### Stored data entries
- - - - -

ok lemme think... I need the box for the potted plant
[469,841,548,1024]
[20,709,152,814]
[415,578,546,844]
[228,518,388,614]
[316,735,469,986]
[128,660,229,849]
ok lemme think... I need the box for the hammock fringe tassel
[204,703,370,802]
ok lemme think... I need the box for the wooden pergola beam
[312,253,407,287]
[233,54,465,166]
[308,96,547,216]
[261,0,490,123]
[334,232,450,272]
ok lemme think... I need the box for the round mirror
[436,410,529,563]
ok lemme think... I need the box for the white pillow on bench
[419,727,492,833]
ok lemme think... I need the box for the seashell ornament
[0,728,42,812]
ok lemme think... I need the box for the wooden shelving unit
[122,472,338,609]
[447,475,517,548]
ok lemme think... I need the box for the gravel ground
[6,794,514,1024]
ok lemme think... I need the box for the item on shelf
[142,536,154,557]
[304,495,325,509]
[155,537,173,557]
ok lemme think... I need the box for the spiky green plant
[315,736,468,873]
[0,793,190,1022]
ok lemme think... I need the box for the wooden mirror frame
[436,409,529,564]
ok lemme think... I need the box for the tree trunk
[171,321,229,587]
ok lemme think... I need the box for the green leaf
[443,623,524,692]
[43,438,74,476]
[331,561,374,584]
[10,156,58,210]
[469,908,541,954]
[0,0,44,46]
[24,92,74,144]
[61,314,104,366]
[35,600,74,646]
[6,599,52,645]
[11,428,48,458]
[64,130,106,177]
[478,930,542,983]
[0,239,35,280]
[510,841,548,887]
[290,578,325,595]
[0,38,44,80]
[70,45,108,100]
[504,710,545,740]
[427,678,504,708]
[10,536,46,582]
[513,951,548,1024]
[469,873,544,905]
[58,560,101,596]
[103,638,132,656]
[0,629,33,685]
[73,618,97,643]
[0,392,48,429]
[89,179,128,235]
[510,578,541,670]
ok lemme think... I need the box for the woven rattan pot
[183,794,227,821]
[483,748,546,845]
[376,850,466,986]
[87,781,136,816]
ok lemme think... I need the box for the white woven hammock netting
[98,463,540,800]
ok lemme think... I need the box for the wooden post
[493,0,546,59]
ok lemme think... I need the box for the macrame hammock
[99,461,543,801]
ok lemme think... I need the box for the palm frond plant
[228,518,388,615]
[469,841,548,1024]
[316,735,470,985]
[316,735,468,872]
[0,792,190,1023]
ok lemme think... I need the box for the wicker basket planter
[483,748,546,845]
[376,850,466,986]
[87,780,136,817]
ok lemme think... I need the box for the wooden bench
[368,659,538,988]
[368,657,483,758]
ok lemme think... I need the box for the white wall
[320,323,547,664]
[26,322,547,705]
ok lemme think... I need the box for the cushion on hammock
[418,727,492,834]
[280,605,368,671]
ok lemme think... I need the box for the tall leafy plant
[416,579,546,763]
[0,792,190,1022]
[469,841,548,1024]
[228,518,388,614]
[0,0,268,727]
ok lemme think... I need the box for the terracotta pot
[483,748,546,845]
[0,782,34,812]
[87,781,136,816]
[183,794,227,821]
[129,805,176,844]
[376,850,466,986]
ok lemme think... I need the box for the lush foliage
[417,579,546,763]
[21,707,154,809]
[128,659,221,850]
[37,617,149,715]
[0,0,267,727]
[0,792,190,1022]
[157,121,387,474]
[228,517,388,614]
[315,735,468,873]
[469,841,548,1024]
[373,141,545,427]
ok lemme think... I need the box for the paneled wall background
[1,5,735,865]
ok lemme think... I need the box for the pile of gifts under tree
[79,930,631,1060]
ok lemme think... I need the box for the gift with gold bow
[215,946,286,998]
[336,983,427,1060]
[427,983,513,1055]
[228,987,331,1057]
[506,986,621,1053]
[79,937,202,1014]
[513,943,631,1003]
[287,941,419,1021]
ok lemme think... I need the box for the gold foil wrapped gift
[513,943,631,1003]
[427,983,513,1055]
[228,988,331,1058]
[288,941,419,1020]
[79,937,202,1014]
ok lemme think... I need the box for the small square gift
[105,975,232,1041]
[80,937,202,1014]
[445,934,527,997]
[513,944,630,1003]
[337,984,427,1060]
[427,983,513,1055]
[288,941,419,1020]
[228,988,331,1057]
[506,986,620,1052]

- - - - -

### The problem
All records are to be printed again, exactly and completely.

### Response area
ok lemme think... I need the box for the potted plant
[469,841,548,1024]
[20,709,152,814]
[415,578,546,844]
[228,518,388,614]
[316,735,469,986]
[128,660,229,849]
ok lemme think... I need the box for the hammock fringe tassel
[204,703,370,802]
ok lemme think... I need the box for the wooden pergola beam
[312,253,407,287]
[233,54,465,166]
[308,96,547,216]
[261,0,490,123]
[334,232,450,272]
ok lemme think... I need the box for the round mirror
[436,410,529,563]
ok lemme think... I need the box for the white pillow on bench
[419,727,492,833]
ok lemme think... I need the box for the seashell ornament
[0,728,42,812]
ok lemme think... I need the box for the wooden shelving unit
[122,472,338,609]
[447,475,517,548]
ok lemme think... I need the box for the gravel ground
[6,794,514,1024]
ok lemme think... I need the box for the item on shelf
[142,536,154,557]
[304,495,325,509]
[155,537,173,557]
ok lemme think... I need the box for the spiky green plant
[315,736,468,873]
[0,793,190,1022]
ok lemme think... I need the box for the wooden mirror frame
[436,409,529,564]
ok lemme think... I need the box for the tree trunk
[171,321,229,587]
ok lemme think... I need the box for the green leaf
[443,623,524,692]
[43,438,74,476]
[331,561,374,584]
[10,156,58,210]
[469,908,541,954]
[0,0,44,46]
[24,92,74,144]
[61,314,104,366]
[35,600,74,646]
[6,599,52,645]
[11,428,48,458]
[64,130,106,177]
[478,930,542,983]
[0,239,35,280]
[510,841,548,887]
[290,578,325,595]
[0,38,44,80]
[70,45,108,100]
[504,710,545,740]
[427,678,504,708]
[10,536,46,582]
[513,951,548,1024]
[469,873,544,905]
[58,560,101,596]
[103,638,132,656]
[0,629,33,685]
[73,618,97,643]
[0,392,48,429]
[89,179,128,235]
[510,578,541,670]
ok lemme think... I need the box for the woven rattan pot
[183,794,227,821]
[483,748,546,845]
[376,850,466,986]
[87,781,136,816]
ok lemme think... I need the box for the white woven hammock netting
[98,463,540,800]
ok lemme think... I need the box for the wooden post
[493,0,546,59]
ok lemme think... I need the box for the macrame hammock
[99,461,543,801]
ok lemme think... I need the box for the palm frond plant
[228,518,388,615]
[469,841,548,1024]
[316,735,470,985]
[316,735,468,872]
[0,792,190,1023]
ok lemme think... I need the box for the wicker basket planter
[483,748,546,845]
[376,850,466,986]
[87,780,136,817]
ok lemme think... I need the box for the wooden bench
[368,659,538,988]
[368,657,483,758]
ok lemme think... I need the box for the white wall
[320,323,547,664]
[26,322,547,705]
ok lemme think... I need the box for the cushion on hammock
[418,727,492,834]
[280,605,368,671]
ok lemme think... I need the box for the tall leafy plant
[416,579,546,763]
[0,792,190,1022]
[469,841,548,1024]
[228,518,388,614]
[0,0,268,727]
ok lemme think... I need the box for the terracotta pot
[483,748,546,845]
[0,782,34,812]
[87,781,136,816]
[183,794,227,821]
[129,805,176,844]
[376,850,466,986]
ok lemme think... I need the box for the lush foliage
[417,579,546,763]
[21,707,154,809]
[128,659,221,850]
[37,617,149,715]
[0,0,267,727]
[0,792,190,1022]
[157,121,387,474]
[228,517,388,614]
[315,735,468,873]
[469,841,548,1024]
[373,141,545,427]
ok lemme think... I need the box for the paneled wall background
[1,5,735,865]
ok lemme think... I need the box for the pile of gifts under tree
[79,930,631,1060]
ok lemme think... I need the box for the gift with gold bow
[215,946,286,998]
[336,983,427,1060]
[427,983,513,1055]
[228,987,331,1057]
[506,986,621,1053]
[79,937,202,1014]
[513,943,631,1003]
[287,941,419,1021]
ok lemme think... I need the box for the gold foil wrapped gift
[513,943,631,1003]
[427,983,513,1055]
[228,988,331,1058]
[288,941,419,1020]
[79,937,202,1014]
ok lemme think... I need the box for the small square gift
[105,975,232,1041]
[80,937,202,1014]
[445,934,527,997]
[513,944,630,1003]
[337,984,427,1060]
[427,983,513,1055]
[288,941,419,1020]
[228,988,331,1057]
[506,986,620,1052]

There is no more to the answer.